▶ **INSTRUKSI**
Menurut blok teks, berapa usia pria Palestina yang berada di dalam rumah yang dikepung di desa Bir al-Basha?

Pada Kamis dini hari, 25 Januari, pasukan “Israel” mundur dari kota Jenin di wilayah utara Tepi Barat yang diduduki setelah tentara menghancurkan infrastruktur kota dan monumen para syuhada yang berjajar di jalan-jalan. Tak lama setelah penarikan tersebut, unit pasukan khusus Israel menggerebek dan mengepung sebuah rumah di desa kecil Bir al-Basha, selatan Jenin, yang menyebabkan bentrokan antara pasukan penyerang dan seorang pria Palestina berusia 20 tahun yang berada di dalam rumah tersebut.
Warga desa awalnya meyakini penggerebekan tersebut merupakan operasi rutin untuk menangkap pemuda mantan tahanan bernama Wisam Khashan. Namun, setelah Khashan terbunuh, narasi sebenarnya tentang penyergapan tersebut muncul. Tanpa sepengetahuan keluarganya, sang syuhada sebenarnya adalah seorang pejuang perlawanan yang telah menjadi bagian dari berbagai konfrontasi bersenjata dalam upaya untuk mengusir serangan tentara “Israel” ke Jenin dalam beberapa bulan terakhir.

▶ **ENTRI YANG DISEDIAKAN**
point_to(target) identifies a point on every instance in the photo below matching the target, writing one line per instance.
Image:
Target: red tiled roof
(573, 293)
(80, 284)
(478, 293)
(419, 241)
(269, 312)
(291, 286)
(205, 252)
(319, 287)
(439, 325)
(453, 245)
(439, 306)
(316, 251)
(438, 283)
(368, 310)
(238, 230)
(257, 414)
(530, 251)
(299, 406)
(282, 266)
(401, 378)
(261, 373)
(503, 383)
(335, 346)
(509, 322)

==

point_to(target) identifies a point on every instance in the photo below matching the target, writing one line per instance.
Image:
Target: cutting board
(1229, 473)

==

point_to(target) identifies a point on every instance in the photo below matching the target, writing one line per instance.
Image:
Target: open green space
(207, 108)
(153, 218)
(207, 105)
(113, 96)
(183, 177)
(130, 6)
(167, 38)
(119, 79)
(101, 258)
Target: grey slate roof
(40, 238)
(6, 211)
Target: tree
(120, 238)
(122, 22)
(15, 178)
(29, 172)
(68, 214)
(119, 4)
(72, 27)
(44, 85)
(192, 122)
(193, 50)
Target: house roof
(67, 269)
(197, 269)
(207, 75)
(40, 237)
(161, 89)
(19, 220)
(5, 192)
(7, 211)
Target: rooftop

▶ **JAWABAN YANG DIHARAPKAN**
Pria tersebut berusia 20 tahun.